What the exercise asks → In the forum thread about the retirement fund calculation, what does the solution treat the 6% salary increase as?

Extract →
####
Hi all, I have a question regarding to Chapter 12, Question 12.17. The question is like this: "To provide her with her retirement, a woman has decided to pay 5% of her annual salary, currently 30,000 p.a., into a special saving account at the start of each of the next 15 years. If the fund is expected to have 8% interest each year, her salary expected to increase 6% each year, calculate the approximate amount of the fund at the end of 15 years." The solution treats 6% as "inflation", 8% as "money rate of interest", and works out the "real interest rate", which is approximately 2%. I don't understand is that why we need to use this 2% to find present value first, then accumulate to 15 years later using 8% interest rate. In another word, why we use different interest rate to do present value and future value?
You can solve it by usual method i.e. PV by making a GP series and then AV by accumulating @8% pa. It will give the exact answer. But the qus. asks for approximate answer , so they have used approximate rate (see the pic below).
Thanks Baharti! I've got the same result as you, but I'm still a bit confused. Why we use 2% (or 1.88% exact) to find PV first, then use 8% to accumulate value in 15 years time? My first approach is to use 2% to find future value directly, and obviously it is not the right way to do it. I'm confused about why...
Because we have already considered the effect of growth of 6% in PV. So, we can just find AV using 8%. What I think if you accumulate it using 2% after finding the PV @2%, it would mean that you are cancelling the effect of growth we have used in PV i.e. you are doing (1.08/1.06)^15. It's not correct. And if you want to find AV directly then we don't have that approximate method to use in this case. (See the eq. in pic below) Since , now it is not in the form of 1.08ⁿ/1.06ⁿ.
Thank you, this really helps! To me the method of "2% find PV then 8% find AV" is more like a simplified version of this first principle equation you wrote. After finding the sum of this geometric sequence, the whole equation reduced down to "a due(15)@1.88% multiply by 1.08^15", and this makes sense to me. Cheers!
####
Supplied material →

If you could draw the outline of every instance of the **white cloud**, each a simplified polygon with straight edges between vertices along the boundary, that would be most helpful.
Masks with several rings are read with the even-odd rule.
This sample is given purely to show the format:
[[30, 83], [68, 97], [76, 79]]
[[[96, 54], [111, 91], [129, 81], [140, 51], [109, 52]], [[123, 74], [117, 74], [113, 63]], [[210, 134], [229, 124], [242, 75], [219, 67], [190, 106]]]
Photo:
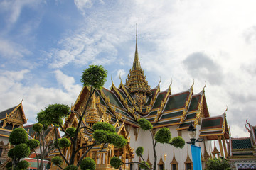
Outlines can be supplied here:
[[23, 98], [26, 116], [28, 118], [28, 123], [32, 123], [36, 121], [37, 113], [49, 104], [63, 103], [70, 106], [74, 103], [82, 87], [75, 84], [73, 77], [68, 76], [59, 70], [55, 73], [57, 81], [64, 86], [65, 91], [58, 87], [42, 87], [37, 84], [25, 86], [23, 81], [26, 81], [28, 74], [31, 74], [28, 70], [1, 72], [0, 110], [18, 105]]

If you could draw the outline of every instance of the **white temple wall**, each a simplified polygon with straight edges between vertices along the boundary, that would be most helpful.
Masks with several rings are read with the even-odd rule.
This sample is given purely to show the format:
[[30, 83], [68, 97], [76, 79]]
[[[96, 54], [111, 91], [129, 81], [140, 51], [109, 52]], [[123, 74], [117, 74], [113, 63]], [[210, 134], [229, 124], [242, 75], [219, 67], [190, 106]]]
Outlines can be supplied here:
[[[169, 126], [167, 127], [170, 129], [171, 132], [171, 137], [177, 137], [178, 131], [176, 130], [177, 125], [174, 126]], [[197, 130], [200, 129], [200, 126], [198, 125], [196, 127]], [[160, 128], [157, 128], [156, 130], [156, 132], [159, 130]], [[198, 130], [197, 134], [199, 134], [199, 130]], [[145, 131], [142, 129], [139, 129], [138, 137], [137, 141], [135, 141], [135, 135], [134, 134], [134, 128], [131, 128], [131, 130], [129, 131], [129, 135], [130, 136], [130, 145], [132, 148], [134, 149], [134, 153], [135, 150], [138, 147], [142, 147], [144, 148], [144, 154], [142, 155], [143, 158], [145, 159], [145, 161], [147, 160], [148, 157], [149, 157], [150, 162], [153, 164], [154, 164], [154, 154], [153, 154], [153, 144], [152, 144], [152, 139], [151, 135], [149, 132], [149, 131]], [[198, 138], [198, 135], [196, 138]], [[184, 139], [185, 142], [190, 141], [188, 134], [186, 130], [183, 130], [181, 131], [181, 137]], [[203, 156], [204, 154], [204, 143], [206, 143], [206, 147], [208, 150], [208, 153], [210, 154], [209, 148], [211, 147], [210, 142], [205, 141], [205, 142], [196, 142], [196, 145], [199, 146], [201, 147], [201, 152]], [[163, 162], [165, 164], [165, 169], [171, 169], [171, 164], [170, 163], [173, 160], [174, 157], [174, 152], [175, 154], [176, 159], [178, 162], [178, 169], [185, 169], [185, 164], [184, 162], [186, 162], [187, 159], [188, 152], [190, 159], [192, 160], [192, 156], [191, 156], [191, 147], [188, 144], [185, 144], [185, 146], [182, 149], [175, 148], [175, 147], [168, 144], [161, 144], [158, 143], [156, 147], [156, 155], [157, 155], [157, 161], [156, 164], [158, 164], [161, 159], [161, 155], [163, 159]], [[167, 156], [166, 157], [166, 161], [164, 161], [164, 153], [166, 154]], [[139, 157], [134, 154], [134, 159], [133, 159], [133, 161], [139, 162]], [[137, 164], [134, 164], [134, 169], [138, 169], [138, 166]], [[158, 169], [158, 166], [157, 166]]]

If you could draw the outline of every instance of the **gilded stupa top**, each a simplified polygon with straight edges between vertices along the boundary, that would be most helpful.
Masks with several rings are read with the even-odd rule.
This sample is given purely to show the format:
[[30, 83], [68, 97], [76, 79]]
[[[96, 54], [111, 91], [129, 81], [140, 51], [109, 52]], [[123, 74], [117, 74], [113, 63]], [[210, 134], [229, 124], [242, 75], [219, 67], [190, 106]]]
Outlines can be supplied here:
[[129, 88], [131, 94], [139, 94], [144, 93], [145, 95], [150, 94], [151, 94], [150, 86], [148, 85], [148, 81], [146, 81], [146, 76], [144, 74], [144, 71], [139, 60], [137, 37], [137, 29], [136, 29], [134, 61], [132, 69], [129, 71], [129, 75], [128, 74], [128, 79], [126, 81], [125, 86]]

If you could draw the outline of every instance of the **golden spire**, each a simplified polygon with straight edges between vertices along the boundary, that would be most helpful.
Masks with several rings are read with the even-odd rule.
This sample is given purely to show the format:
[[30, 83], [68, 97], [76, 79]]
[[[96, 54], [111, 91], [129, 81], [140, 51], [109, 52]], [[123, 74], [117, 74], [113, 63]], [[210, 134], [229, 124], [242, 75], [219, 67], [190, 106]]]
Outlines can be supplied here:
[[[146, 94], [151, 94], [150, 86], [148, 85], [148, 81], [146, 80], [146, 76], [144, 74], [144, 71], [140, 66], [138, 55], [138, 30], [137, 25], [136, 24], [136, 47], [134, 61], [133, 62], [132, 69], [130, 69], [129, 75], [128, 74], [128, 79], [127, 79], [125, 86], [129, 88], [129, 92], [131, 94], [137, 94], [137, 98], [143, 98], [139, 105], [143, 105], [144, 96]], [[142, 97], [140, 97], [142, 96]]]
[[141, 69], [140, 62], [139, 60], [139, 54], [138, 54], [138, 26], [136, 23], [136, 47], [135, 47], [135, 55], [134, 55], [134, 61], [132, 65], [132, 69]]
[[100, 116], [96, 108], [95, 92], [92, 94], [92, 101], [90, 108], [85, 116], [85, 121], [89, 125], [92, 126], [95, 123], [98, 122]]

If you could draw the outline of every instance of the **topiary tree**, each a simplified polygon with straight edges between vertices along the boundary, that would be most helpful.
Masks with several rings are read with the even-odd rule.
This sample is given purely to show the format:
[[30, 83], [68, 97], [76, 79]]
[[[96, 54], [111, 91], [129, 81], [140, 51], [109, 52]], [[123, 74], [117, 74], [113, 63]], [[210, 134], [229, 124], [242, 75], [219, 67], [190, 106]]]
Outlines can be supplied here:
[[[48, 125], [48, 123], [46, 124]], [[43, 159], [47, 157], [50, 152], [55, 149], [53, 140], [46, 140], [46, 139], [47, 134], [51, 130], [52, 128], [53, 128], [51, 125], [44, 125], [40, 123], [35, 123], [33, 125], [33, 130], [37, 132], [36, 137], [38, 137], [39, 140], [31, 140], [27, 142], [27, 144], [28, 146], [31, 144], [36, 144], [36, 143], [40, 146], [40, 154], [38, 154], [36, 149], [33, 149], [33, 151], [36, 154], [38, 163], [37, 169], [41, 170], [43, 170]]]
[[[96, 89], [100, 89], [103, 86], [106, 81], [106, 77], [107, 70], [105, 69], [102, 66], [91, 65], [89, 68], [84, 70], [81, 78], [81, 82], [83, 84], [83, 86], [88, 86], [90, 94], [82, 112], [80, 110], [78, 112], [74, 110], [70, 111], [70, 108], [68, 106], [53, 104], [49, 105], [45, 110], [38, 113], [37, 120], [40, 123], [43, 124], [44, 126], [48, 126], [51, 124], [53, 125], [55, 130], [55, 139], [58, 139], [58, 127], [60, 128], [61, 130], [64, 132], [65, 137], [60, 140], [57, 140], [58, 142], [55, 142], [55, 145], [58, 148], [63, 161], [68, 164], [68, 167], [74, 164], [77, 153], [80, 149], [86, 149], [86, 151], [79, 158], [77, 164], [75, 164], [77, 167], [79, 167], [80, 164], [82, 166], [82, 164], [85, 164], [85, 162], [86, 162], [86, 161], [89, 161], [89, 159], [84, 159], [84, 158], [90, 149], [96, 144], [108, 142], [113, 144], [114, 146], [122, 147], [127, 144], [124, 137], [118, 135], [115, 132], [114, 128], [108, 123], [97, 123], [92, 128], [86, 125], [82, 126], [82, 119], [85, 115], [85, 112], [91, 101], [92, 94]], [[64, 129], [62, 120], [68, 116], [71, 112], [75, 113], [78, 118], [78, 125], [76, 128]], [[87, 132], [92, 135], [95, 142], [78, 148], [77, 145], [78, 134], [83, 129], [88, 130]], [[70, 143], [68, 142], [68, 141], [70, 141]], [[71, 146], [70, 148], [70, 154], [68, 156], [68, 158], [63, 154], [62, 150], [60, 149], [62, 147], [68, 146]], [[55, 164], [53, 162], [53, 163]], [[59, 162], [57, 163], [56, 165], [59, 166]]]
[[[31, 152], [38, 147], [38, 141], [36, 140], [28, 140], [26, 131], [22, 128], [14, 130], [10, 134], [9, 142], [15, 147], [8, 152], [8, 157], [12, 159], [9, 166], [12, 169], [26, 169], [29, 166], [27, 161], [20, 161], [21, 159], [28, 157]], [[10, 169], [10, 167], [9, 167]]]
[[[156, 169], [157, 156], [156, 156], [156, 146], [158, 143], [169, 144], [176, 148], [183, 148], [185, 145], [185, 141], [181, 137], [178, 136], [178, 137], [175, 137], [171, 139], [171, 131], [167, 128], [165, 128], [165, 127], [161, 128], [159, 131], [157, 131], [156, 135], [154, 136], [153, 132], [152, 132], [153, 125], [149, 120], [147, 120], [146, 119], [144, 119], [144, 118], [140, 118], [138, 120], [138, 123], [139, 123], [140, 128], [142, 129], [143, 129], [144, 130], [149, 130], [150, 134], [152, 137], [153, 153], [154, 153], [154, 164], [153, 164], [154, 170]], [[142, 169], [150, 169], [149, 164], [146, 164], [146, 162], [142, 157], [143, 150], [144, 150], [143, 147], [139, 147], [136, 149], [137, 155], [138, 157], [141, 157], [142, 159], [143, 160], [142, 163], [129, 162], [129, 163], [125, 163], [125, 164], [132, 164], [132, 163], [141, 164], [139, 165], [139, 166]], [[114, 159], [117, 159], [117, 158], [114, 158]], [[117, 159], [119, 159], [119, 158], [117, 158]], [[114, 162], [118, 162], [117, 160], [114, 160]], [[121, 164], [119, 164], [119, 166], [121, 166], [122, 164], [125, 164], [124, 163], [123, 163], [121, 161], [121, 159], [119, 160], [119, 162], [121, 162], [120, 163]], [[110, 164], [111, 164], [111, 162], [110, 162]], [[119, 165], [119, 164], [113, 163], [113, 165], [112, 164], [111, 166], [114, 166], [114, 168], [117, 168], [117, 165]]]
[[228, 170], [230, 166], [227, 159], [223, 157], [208, 159], [206, 162], [206, 170]]

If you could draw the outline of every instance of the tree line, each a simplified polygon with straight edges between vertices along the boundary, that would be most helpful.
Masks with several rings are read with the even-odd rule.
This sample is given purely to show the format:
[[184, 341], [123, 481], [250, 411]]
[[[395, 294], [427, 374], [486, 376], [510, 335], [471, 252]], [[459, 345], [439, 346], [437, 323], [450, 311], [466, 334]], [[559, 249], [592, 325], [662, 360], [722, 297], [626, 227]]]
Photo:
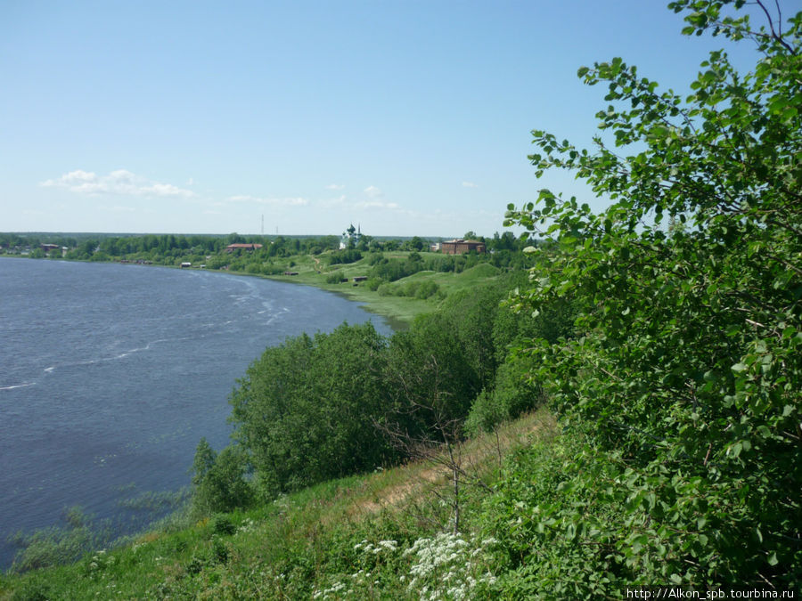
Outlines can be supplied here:
[[509, 349], [537, 332], [556, 340], [571, 319], [511, 313], [503, 301], [522, 276], [454, 294], [390, 337], [343, 324], [266, 349], [231, 395], [234, 443], [217, 456], [199, 445], [196, 506], [229, 511], [395, 465], [408, 459], [399, 438], [445, 443], [535, 407], [539, 389]]

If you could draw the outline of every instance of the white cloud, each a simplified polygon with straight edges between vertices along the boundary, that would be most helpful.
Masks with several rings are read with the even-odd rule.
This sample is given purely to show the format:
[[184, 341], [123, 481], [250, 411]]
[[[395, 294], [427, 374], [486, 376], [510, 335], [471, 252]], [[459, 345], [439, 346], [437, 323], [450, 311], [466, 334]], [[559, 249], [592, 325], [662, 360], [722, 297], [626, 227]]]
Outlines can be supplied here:
[[342, 194], [336, 199], [325, 199], [323, 200], [319, 200], [315, 204], [322, 208], [335, 208], [343, 207], [346, 204], [346, 195]]
[[228, 197], [228, 202], [252, 202], [259, 205], [270, 205], [273, 207], [306, 207], [309, 204], [307, 199], [285, 198], [285, 199], [270, 199], [250, 196], [249, 194], [240, 194], [237, 196]]
[[127, 169], [117, 169], [108, 175], [77, 169], [54, 180], [42, 182], [46, 188], [66, 188], [78, 194], [111, 194], [159, 199], [191, 199], [195, 193], [172, 183], [151, 182]]
[[98, 207], [98, 208], [103, 211], [110, 211], [112, 213], [134, 213], [136, 211], [136, 209], [133, 207], [122, 207], [120, 205], [115, 205], [113, 207], [100, 206]]
[[398, 204], [396, 202], [381, 202], [380, 200], [366, 200], [363, 202], [356, 202], [354, 203], [354, 207], [357, 208], [387, 208], [391, 210], [396, 210], [398, 208]]
[[378, 196], [381, 196], [381, 191], [376, 186], [368, 186], [364, 189], [364, 193], [367, 194], [372, 199], [375, 199]]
####
Solution → Inflation.